Okay. Well, on Medicare – of sorts now – back to the Optus hack. Reports that Optus resisted multiple federal government efforts to tighten cyber security obligations. Has the company in your view put profits before the safety of its customers?

JONES:

Clearly Optus hasn’t done enough to protect its customers’ sensitive data. As every day goes by, more information is revealed on the extent of this breach. We now understand that Medicare data has been released. Many people are asking why in hell they had Medicare data in the first place. So we’ll have to look at all of these issues. But right now our priority is ensuring we minimise the harm caused by the Optus breach and ensure that Optus is taking responsibility for doing everything it can to look after its customers, including ensuring that they do everything in their power to recover the information and they minimise any loss to customers. But now there’s a lot of work to flow through as a result of this. It’s put a spotlight on the weaknesses in the government’s architecture for dealing with these sorts of things. But the number one blame, the number one focus at the moment, has to be on Optus and ensuring that we minimise the damage and the fallout from this breach before we turn to ensuring how we minimise the risk of this sort of thing happening again.

STEFANOVIC:

Does the CEO need to go?

JONES:

This is a question for the board. I actually – I think right now, at a time when we’re in the middle of a crisis, what’s most important is we have everybody focused on fixing the problem and ensuring the data breach is rectified, we recover the data and customers are protected in the exercise. I don’t think it’s helpful at this point in time to be speculating on who should go from Optus – whether it’s the chair, whether it’s the board, whether it’s the CEO. I don’t think that’s helpful.

STEFANOVIC:

Right.

JONES:

We want their one hundred per cent attention focused on fixing the problem at hand.

STEFANOVIC:

Okay. Well, one thing you can do, the one thing the government can do is waive the fees for those who will now need new passports, for those who have been affected. Would you like to see that?

JONES:

The first thing I can say – and I’ve got advice from DFAT this morning on this – is that passports are safe to use as passports. So there’s no need for people to have to rush out if they think they’ve got an overseas trip coming and they need to use their passport. They're safe to use as passports. There’s multi‑factor identification by their very nature involved in a passport, so they’re safe to use as passports. Any cost that is associated with replacing documents, frankly – I’ve been quite pointed about this – if Optus has done the wrong thing, it shouldn’t be customers and it shouldn’t be the Commonwealth government or any other government that is bearing the cost of what is at its heart a fault, a problem, a mistake, a stuff‑up by Optus.

STEFANOVIC:

Stephen Jones, just one more here: you’ve got the Federal ICAC legislation that goes up today, though. And there have been critics about today saying the exceptional circumstances for public hearings waters down the bill. Does it put a brick wall around transparency?

JONES:

Absolutely not. Two important things: firstly, it will be the Commissioners themselves who decide whether a hearing is held in public – not a politician, not the minister, not the parliament, not the government. It will be the independent body itself which determines how an inquiry is conducted and whether it’s done in public. But also a practical matter, Pete: I anticipate that in its first year and probably every year after that there’ll be literally thousands of allegations and referrals from the public that go to the ICAC. It would be impossible for every single one of those investigations to occur in public. So let’s give the Commissioner the discretion to work out which ones are in the public interest to hold public hearings on and which ones, frankly, can either be dismissed or which ones aren’t really in the public interest for that level of resource to be dedicated to a public inquiry. Number one principle: let the independent Commissioner make those decisions. But there’s a practical reason why we’re putting those provisions in place.

STEFANOVIC:

Sure. Well, that sounds like a fair enough point to me. Stephen Jones, appreciate your time. Thank you. We’ll talk to you soon.

→ Required action A
Rewrite the paragraph of the interview that begins "The first thing I can say" as a short bulleted list that keeps its main facts.
→ Required action B
Answer these questions from the interview, one line each:
(i) What kind of data does Jones say has now been released in the Optus breach?
(ii) Whose question does Jones say it is whether the CEO needs to go?
(iii) Under the ICAC legislation, who will decide whether a hearing is held in public?

→ Provided records
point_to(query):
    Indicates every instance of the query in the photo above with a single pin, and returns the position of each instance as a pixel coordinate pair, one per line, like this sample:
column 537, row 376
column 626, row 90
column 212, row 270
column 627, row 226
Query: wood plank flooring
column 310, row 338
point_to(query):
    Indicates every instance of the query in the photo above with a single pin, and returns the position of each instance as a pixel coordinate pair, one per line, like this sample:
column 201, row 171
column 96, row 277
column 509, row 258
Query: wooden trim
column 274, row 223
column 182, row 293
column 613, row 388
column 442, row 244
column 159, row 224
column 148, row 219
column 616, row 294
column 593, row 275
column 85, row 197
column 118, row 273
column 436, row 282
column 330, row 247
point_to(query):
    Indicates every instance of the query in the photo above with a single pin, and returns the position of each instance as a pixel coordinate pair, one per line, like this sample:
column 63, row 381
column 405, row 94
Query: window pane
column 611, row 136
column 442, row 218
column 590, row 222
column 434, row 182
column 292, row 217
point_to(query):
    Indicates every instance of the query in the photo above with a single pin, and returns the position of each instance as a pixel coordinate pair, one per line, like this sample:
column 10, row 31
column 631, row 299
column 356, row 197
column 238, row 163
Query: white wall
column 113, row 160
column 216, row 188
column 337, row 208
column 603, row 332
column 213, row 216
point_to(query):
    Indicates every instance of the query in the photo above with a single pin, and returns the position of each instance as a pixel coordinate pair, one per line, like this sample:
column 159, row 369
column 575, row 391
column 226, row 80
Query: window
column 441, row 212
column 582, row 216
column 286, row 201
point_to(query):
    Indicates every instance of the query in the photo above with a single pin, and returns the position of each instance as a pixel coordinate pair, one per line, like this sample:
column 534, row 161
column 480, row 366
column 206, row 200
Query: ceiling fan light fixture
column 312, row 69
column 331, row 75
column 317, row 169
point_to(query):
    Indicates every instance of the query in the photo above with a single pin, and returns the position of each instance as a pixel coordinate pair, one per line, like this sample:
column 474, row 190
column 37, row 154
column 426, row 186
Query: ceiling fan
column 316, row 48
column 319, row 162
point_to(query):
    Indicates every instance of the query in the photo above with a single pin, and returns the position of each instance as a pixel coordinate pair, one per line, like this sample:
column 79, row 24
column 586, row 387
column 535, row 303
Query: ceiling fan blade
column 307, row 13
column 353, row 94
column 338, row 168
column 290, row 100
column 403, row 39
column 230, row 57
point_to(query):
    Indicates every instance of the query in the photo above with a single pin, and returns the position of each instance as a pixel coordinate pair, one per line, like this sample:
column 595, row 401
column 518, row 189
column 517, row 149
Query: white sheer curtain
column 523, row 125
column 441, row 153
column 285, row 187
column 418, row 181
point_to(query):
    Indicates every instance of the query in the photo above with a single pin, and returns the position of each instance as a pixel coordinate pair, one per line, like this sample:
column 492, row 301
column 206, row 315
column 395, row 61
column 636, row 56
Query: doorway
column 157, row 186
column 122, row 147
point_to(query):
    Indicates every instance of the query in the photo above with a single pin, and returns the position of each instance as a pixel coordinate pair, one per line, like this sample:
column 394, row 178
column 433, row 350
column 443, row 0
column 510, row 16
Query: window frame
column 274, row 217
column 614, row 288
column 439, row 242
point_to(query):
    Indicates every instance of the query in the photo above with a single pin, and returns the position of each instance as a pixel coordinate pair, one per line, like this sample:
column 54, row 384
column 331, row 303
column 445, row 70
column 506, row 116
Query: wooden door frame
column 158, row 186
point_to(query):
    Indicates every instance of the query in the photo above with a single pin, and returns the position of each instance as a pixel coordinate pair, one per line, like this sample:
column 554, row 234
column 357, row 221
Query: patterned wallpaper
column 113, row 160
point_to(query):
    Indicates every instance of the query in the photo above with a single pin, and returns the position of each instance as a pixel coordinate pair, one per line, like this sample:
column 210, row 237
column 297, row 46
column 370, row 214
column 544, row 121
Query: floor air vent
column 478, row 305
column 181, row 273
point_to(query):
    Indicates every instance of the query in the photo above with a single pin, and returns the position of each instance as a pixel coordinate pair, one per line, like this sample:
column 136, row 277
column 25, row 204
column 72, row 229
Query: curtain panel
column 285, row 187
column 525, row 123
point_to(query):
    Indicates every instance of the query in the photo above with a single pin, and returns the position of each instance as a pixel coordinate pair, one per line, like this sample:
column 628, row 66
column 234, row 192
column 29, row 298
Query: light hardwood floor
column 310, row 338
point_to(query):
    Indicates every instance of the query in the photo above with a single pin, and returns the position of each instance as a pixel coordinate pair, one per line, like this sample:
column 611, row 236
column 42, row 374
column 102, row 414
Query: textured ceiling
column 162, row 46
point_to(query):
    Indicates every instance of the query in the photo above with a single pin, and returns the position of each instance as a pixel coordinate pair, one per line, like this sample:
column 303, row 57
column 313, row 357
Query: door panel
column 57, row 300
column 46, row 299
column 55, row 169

→ Output A
- Jones received advice from DFAT that morning that passports are safe to use as passports.
- People with an overseas trip coming up do not need to rush out to replace them.
- Passports by their nature involve multi-factor identification.
- If Optus has done the wrong thing, customers, the Commonwealth government and other governments should not bear the cost of replacing documents, because the fault is Optus's.

→ Output B
(i) Medicare data.
(ii) The board's.
(iii) The Commissioners themselves.